[Goal of the exercise] Scan the records for "post". Report each line that includes it.

—————

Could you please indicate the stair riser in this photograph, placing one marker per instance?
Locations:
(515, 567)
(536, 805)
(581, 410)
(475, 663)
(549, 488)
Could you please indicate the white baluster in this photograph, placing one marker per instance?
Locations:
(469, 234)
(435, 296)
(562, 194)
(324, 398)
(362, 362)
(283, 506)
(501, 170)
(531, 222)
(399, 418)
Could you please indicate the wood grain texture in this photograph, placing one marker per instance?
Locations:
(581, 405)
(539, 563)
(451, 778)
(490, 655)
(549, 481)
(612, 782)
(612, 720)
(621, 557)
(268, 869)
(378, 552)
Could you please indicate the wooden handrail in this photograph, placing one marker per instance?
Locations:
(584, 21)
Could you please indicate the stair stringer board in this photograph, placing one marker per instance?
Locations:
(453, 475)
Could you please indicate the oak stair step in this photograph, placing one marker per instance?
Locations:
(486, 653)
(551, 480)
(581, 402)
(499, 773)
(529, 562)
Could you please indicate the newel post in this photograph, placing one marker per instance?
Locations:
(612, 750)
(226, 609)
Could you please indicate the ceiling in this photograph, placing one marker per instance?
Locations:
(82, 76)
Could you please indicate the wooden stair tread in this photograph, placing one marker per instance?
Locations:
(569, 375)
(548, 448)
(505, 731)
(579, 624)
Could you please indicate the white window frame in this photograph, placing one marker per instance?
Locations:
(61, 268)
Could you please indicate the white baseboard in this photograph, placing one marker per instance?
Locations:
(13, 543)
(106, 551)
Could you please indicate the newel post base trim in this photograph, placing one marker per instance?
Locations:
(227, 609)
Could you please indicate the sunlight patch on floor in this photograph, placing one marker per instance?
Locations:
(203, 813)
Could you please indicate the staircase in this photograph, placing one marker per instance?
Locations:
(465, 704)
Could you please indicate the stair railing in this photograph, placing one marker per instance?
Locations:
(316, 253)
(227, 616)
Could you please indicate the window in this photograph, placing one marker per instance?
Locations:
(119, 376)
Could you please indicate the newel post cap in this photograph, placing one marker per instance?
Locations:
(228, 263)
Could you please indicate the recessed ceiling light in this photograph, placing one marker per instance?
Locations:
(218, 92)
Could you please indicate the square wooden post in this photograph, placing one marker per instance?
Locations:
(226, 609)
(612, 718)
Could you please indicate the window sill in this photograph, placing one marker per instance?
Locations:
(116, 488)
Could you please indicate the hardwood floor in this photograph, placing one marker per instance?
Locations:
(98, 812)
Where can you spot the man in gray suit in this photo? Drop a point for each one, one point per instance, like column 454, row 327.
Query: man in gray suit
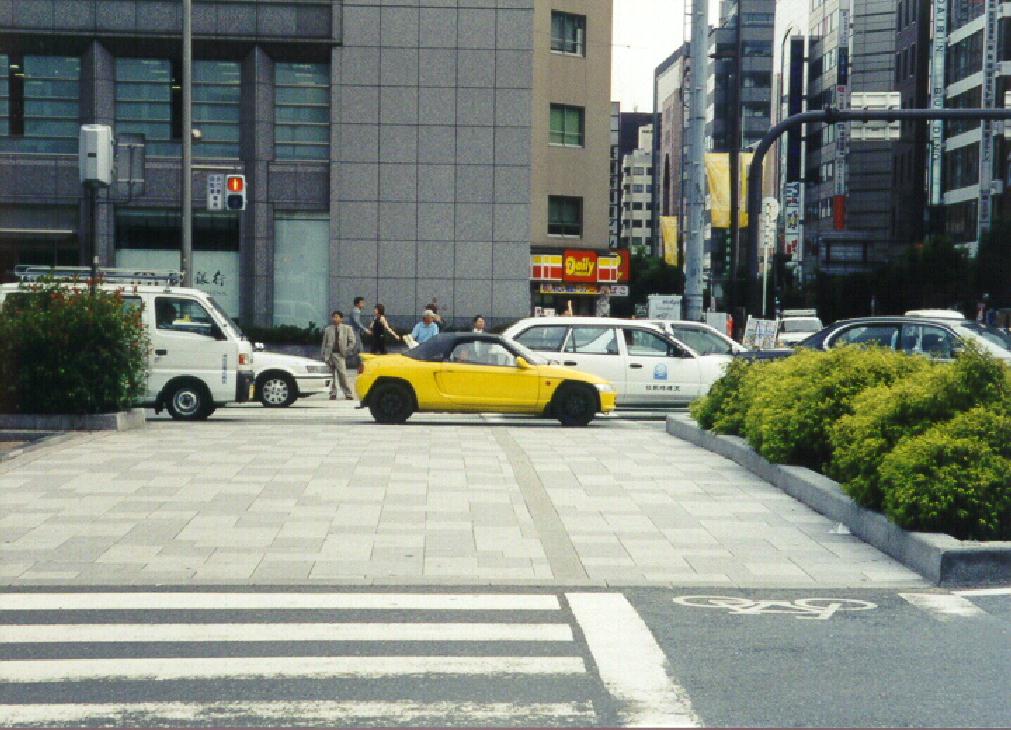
column 338, row 343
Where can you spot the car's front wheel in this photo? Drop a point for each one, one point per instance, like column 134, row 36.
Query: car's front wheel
column 277, row 390
column 188, row 400
column 574, row 404
column 391, row 403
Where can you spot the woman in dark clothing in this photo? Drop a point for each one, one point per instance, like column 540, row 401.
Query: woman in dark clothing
column 379, row 329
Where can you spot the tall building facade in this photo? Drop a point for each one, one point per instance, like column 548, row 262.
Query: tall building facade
column 848, row 194
column 637, row 196
column 399, row 152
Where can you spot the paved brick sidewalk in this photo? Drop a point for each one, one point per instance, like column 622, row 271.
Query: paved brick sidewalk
column 317, row 493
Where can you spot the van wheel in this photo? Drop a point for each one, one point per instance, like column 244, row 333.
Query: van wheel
column 391, row 403
column 574, row 404
column 188, row 400
column 277, row 390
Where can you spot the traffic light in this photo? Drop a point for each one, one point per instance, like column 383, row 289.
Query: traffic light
column 235, row 192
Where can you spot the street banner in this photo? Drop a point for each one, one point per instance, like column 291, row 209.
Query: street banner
column 718, row 175
column 668, row 234
column 759, row 334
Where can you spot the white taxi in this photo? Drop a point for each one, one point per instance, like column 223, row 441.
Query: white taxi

—————

[Output]
Could you please indicate the newel post in this photograph, placing one marker per instance?
Could you please indicate the newel post base trim in this photograph, placing one marker per instance?
Could you please indicate the newel post cap in this photograph, placing one marker per instance?
Could you please indicate the square wooden post in this photograph, placing one marker per instance?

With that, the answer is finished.